- Job -
What follows is a listing. Return every line of it exactly.
==== Material to process
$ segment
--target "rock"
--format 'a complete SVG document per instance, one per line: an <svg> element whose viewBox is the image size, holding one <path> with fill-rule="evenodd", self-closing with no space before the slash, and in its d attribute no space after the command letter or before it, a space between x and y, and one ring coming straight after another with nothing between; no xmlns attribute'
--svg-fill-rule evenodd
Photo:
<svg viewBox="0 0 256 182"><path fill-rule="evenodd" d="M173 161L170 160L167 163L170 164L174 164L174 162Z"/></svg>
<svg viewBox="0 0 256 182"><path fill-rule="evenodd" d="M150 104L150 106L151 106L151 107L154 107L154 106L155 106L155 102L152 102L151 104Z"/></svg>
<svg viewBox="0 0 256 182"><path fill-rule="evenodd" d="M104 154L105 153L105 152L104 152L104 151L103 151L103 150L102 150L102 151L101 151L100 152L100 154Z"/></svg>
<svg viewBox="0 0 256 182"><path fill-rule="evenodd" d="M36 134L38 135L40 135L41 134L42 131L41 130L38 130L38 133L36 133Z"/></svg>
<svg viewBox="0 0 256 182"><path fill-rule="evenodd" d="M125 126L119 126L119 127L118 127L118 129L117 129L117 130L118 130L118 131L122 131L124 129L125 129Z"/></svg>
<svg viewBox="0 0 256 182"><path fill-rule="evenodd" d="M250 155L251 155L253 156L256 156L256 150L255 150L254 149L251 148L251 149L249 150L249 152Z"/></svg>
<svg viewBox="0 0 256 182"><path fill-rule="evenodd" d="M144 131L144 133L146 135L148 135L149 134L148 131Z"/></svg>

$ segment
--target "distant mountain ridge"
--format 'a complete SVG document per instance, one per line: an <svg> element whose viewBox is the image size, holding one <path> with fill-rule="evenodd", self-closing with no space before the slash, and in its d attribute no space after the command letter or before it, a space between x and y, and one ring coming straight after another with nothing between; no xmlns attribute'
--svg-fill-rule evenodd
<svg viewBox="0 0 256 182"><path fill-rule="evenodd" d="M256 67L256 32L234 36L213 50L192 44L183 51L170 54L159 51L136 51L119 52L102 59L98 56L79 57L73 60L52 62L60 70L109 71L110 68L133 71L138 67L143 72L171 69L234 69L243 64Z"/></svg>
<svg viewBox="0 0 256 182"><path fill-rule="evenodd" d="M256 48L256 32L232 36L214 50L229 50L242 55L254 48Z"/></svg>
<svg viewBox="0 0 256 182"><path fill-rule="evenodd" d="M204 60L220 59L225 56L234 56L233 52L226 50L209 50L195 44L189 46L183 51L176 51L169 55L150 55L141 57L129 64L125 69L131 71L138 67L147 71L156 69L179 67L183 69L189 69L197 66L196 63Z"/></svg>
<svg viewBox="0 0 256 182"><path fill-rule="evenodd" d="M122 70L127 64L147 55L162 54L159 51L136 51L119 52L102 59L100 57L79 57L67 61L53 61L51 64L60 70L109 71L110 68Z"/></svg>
========
- Result of this task -
$ segment
--target "rock"
--format 'a complete SVG document per instance, one per line: an <svg> element whose viewBox is the image size, holding one <path> with fill-rule="evenodd", self-closing with no space before the slash, and in its d attribute no space after the command letter or before it, a space between x and y, and one ring coming straight after another with nothing between; no xmlns attribute'
--svg-fill-rule evenodd
Photo:
<svg viewBox="0 0 256 182"><path fill-rule="evenodd" d="M173 161L170 160L167 163L170 164L174 164L174 162Z"/></svg>
<svg viewBox="0 0 256 182"><path fill-rule="evenodd" d="M150 104L150 106L151 106L151 107L154 107L154 106L155 106L155 102L152 102L151 104Z"/></svg>
<svg viewBox="0 0 256 182"><path fill-rule="evenodd" d="M104 154L105 153L105 152L104 152L104 151L103 151L103 150L102 150L102 151L101 151L100 152L100 154Z"/></svg>
<svg viewBox="0 0 256 182"><path fill-rule="evenodd" d="M36 134L38 135L40 135L41 134L42 131L41 130L38 130L38 133L36 133Z"/></svg>
<svg viewBox="0 0 256 182"><path fill-rule="evenodd" d="M125 126L119 126L119 127L118 127L118 129L117 129L117 130L118 130L118 131L122 131L124 129L125 129Z"/></svg>
<svg viewBox="0 0 256 182"><path fill-rule="evenodd" d="M250 155L251 155L253 156L256 156L256 150L255 150L254 149L251 148L251 149L249 150L249 152Z"/></svg>
<svg viewBox="0 0 256 182"><path fill-rule="evenodd" d="M144 131L144 133L146 135L148 135L149 134L148 131Z"/></svg>

$ segment
--target "distant mountain ridge"
--format 'a complete SVG document per instance, one per line: an <svg> element whose viewBox is the image size, holding one <path> with fill-rule="evenodd", self-closing with no space before the slash, and in its d attribute no space after the command letter or before it, a space between x and y, and one ring coming straight after another with nothing between; no xmlns attribute'
--svg-fill-rule evenodd
<svg viewBox="0 0 256 182"><path fill-rule="evenodd" d="M256 67L256 32L234 36L213 50L192 44L183 51L170 54L159 51L136 51L119 52L102 59L98 56L79 57L73 60L52 62L60 70L109 71L110 68L133 71L138 67L143 72L171 69L234 69L243 64Z"/></svg>
<svg viewBox="0 0 256 182"><path fill-rule="evenodd" d="M256 48L256 32L232 36L214 50L229 50L242 55L254 48Z"/></svg>
<svg viewBox="0 0 256 182"><path fill-rule="evenodd" d="M204 60L220 59L225 56L234 56L233 52L226 50L209 50L195 44L189 46L183 51L176 51L169 55L150 55L141 57L129 64L125 69L131 71L138 67L147 71L156 69L179 67L183 69L189 69L197 66L196 63Z"/></svg>
<svg viewBox="0 0 256 182"><path fill-rule="evenodd" d="M122 70L127 64L147 55L162 54L159 51L136 51L119 52L102 59L100 57L79 57L67 61L53 61L51 64L60 70L109 71L110 68Z"/></svg>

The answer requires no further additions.